◆ **What to work on**:
Your answer must match the entries below word for word.

[Referring expression data]
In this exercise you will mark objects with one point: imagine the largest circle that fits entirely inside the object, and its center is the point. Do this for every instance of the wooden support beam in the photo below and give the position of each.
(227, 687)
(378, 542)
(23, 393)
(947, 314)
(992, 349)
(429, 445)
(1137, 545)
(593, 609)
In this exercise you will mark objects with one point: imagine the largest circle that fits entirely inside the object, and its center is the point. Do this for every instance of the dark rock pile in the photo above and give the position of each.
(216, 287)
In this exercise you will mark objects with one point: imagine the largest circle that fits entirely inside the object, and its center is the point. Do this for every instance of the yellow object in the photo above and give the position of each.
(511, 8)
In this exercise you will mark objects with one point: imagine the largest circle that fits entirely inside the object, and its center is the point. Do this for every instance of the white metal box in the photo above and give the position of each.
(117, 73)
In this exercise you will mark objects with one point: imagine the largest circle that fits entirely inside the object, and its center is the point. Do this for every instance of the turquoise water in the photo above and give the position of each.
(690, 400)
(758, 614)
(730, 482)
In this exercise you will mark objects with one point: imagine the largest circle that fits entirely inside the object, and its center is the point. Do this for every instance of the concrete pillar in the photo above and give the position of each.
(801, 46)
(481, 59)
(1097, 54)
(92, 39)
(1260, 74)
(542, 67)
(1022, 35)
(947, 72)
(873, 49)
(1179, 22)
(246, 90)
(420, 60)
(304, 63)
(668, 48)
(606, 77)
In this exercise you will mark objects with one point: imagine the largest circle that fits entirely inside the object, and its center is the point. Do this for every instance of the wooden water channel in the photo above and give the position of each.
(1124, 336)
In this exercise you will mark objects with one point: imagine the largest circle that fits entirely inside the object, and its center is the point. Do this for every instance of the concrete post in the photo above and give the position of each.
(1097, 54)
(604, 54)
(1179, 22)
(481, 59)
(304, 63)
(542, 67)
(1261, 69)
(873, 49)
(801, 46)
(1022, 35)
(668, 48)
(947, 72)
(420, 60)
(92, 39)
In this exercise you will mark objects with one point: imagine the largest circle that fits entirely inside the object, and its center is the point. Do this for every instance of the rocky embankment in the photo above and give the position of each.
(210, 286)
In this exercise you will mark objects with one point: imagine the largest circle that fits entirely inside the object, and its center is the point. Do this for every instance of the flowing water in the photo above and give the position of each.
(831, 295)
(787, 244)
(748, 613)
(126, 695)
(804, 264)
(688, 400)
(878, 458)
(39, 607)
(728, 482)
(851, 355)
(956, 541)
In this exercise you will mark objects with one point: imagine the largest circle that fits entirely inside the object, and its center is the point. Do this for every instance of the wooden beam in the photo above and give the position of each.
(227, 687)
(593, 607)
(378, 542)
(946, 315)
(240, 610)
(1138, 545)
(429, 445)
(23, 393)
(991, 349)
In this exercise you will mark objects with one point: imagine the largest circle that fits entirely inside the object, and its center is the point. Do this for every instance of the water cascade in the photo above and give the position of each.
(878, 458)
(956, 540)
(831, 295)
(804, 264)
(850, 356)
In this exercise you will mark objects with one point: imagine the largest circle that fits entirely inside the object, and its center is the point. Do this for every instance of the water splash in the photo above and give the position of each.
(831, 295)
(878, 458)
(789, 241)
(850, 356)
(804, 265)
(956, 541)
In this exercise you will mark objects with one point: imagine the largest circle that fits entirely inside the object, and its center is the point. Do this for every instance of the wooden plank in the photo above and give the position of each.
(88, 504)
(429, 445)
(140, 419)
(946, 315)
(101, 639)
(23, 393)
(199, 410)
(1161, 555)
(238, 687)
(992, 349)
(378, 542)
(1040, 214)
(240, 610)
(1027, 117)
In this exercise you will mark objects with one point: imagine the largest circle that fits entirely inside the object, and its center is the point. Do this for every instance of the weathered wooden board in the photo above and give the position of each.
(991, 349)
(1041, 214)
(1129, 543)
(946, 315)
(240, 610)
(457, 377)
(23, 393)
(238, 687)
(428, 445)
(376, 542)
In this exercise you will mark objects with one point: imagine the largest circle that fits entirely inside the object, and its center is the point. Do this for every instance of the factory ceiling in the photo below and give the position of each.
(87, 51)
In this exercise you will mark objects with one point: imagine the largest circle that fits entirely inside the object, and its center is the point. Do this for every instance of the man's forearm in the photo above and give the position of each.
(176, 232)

◆ **Solution**:
In this exercise you will mark objects with one point: imagine the largest circle that fits entirely inside the object, and its center is the point. Do this for every instance of the wooden support beam in the photo below and give the position of each.
(227, 687)
(378, 542)
(23, 393)
(947, 314)
(992, 349)
(429, 445)
(1137, 545)
(593, 609)
In this exercise you will mark objects with one point: imagine the largest circle that fits entirely inside the object, and its center is the point. Do this for every instance of the dark rock pile in the photo above and give the position of each.
(216, 287)
In this exercise you will mark objects with one point: imagine the largest circle that fits entirely inside the object, and its center is the point. Do this for every instance of the yellow object in the photo above and give the position of each.
(511, 8)
In this exercise you will mark objects with one point: imagine the largest circle that fits entirely inside the object, and its center is the point. Do this for every instance of the white metal box in the photo above and give the position of each.
(117, 73)
In this exercise you will mark objects with one point: imagine the largest circle that fits entirely inside the object, and its center is the point. Do this for every instance of the turquoise water in the photo above and give the position of each.
(690, 400)
(758, 614)
(730, 482)
In this exercise you will mark objects with one point: imagine the largest circle that fits entirely inside the object, and its center is the point. Do this for every instance of the concrete pillar in the photo above and give the position of each.
(801, 46)
(481, 59)
(1097, 54)
(92, 39)
(1260, 74)
(542, 67)
(1022, 35)
(947, 72)
(873, 49)
(1179, 22)
(246, 90)
(420, 60)
(304, 63)
(668, 48)
(606, 77)
In this exercise you will mark objects with one point: imagine the largest circle that fits entirely inside the object, and its center is the point. Do this for every instance of the wooden water channel in the photo above and give the position of each.
(1124, 336)
In this exercise you will mark objects with one point: imagine the largest circle that fits entirely inside the object, and its center is the point. Do this for every instance of the concrete post in the photo above and give the position of each.
(1097, 54)
(604, 54)
(1179, 22)
(481, 59)
(304, 63)
(542, 67)
(1261, 69)
(873, 49)
(801, 46)
(1022, 35)
(668, 48)
(947, 72)
(420, 60)
(92, 39)
In this exercise you will mark objects with one point: imagine the largest circle that fits entirely inside the object, and its center is the point. Do this for every instance of the rocky embankment in the photo above and give the position of each.
(210, 286)
In this exercise you will mark objects with one point: imagine the largest circle that fits entirely inside the object, and its center is the point. Do this for every instance of the flowing water in the photo above and give the position of each.
(831, 295)
(787, 244)
(748, 613)
(126, 695)
(804, 264)
(688, 400)
(878, 458)
(39, 607)
(728, 482)
(851, 355)
(956, 541)
In this exercise you will mark objects with one point: imagine the largest circle that fits entirely inside the object, and its center is the point. Do this for every instance of the wooden beam in the photo above and give the position of each.
(227, 687)
(593, 607)
(378, 542)
(946, 315)
(240, 610)
(1138, 545)
(429, 445)
(23, 393)
(991, 349)
In this exercise you will mark objects with one point: imagine the largest circle that fits entirely inside the object, and its center is the point. Do this for every instance of the water cascade in the photo above and give the position of each.
(878, 458)
(956, 540)
(831, 295)
(804, 264)
(850, 356)
In this exercise you will mark objects with one point: imagine the largest circle that fits entirely inside the object, and its center is the point. Do this for every instance of the water splash in the photo above and give the position of each.
(831, 295)
(878, 458)
(789, 241)
(850, 356)
(804, 265)
(956, 541)
In this exercise you will mark objects with one point: imagine the largest circle that fits entirely inside the object, and its center is the point. Do this for every instance of the wooden plank in the photo above and give the position of each.
(88, 504)
(429, 445)
(140, 419)
(946, 315)
(101, 639)
(23, 393)
(199, 410)
(1161, 555)
(238, 687)
(992, 349)
(378, 542)
(1040, 214)
(240, 610)
(1027, 117)
In this exercise you will mark objects with one point: imagine the largest circle that fits entirely inside the object, and its center is the point. Do this for every instance of the weathered wooden board in the photo above and give the position of each.
(991, 349)
(1041, 214)
(1129, 543)
(946, 315)
(240, 610)
(457, 377)
(23, 393)
(238, 687)
(428, 445)
(376, 542)
In this exercise you will mark objects with one point: imagine the largest circle that fits entirely inside the object, and its center is the point. Do this for every instance of the factory ceiling in the photo below and give the position of each.
(87, 51)
In this exercise you will mark objects with one point: imagine the largest circle that fits entirely inside the object, and its center is the point. Do this for every instance of the man's forearm in the photo above and give the position of each.
(176, 232)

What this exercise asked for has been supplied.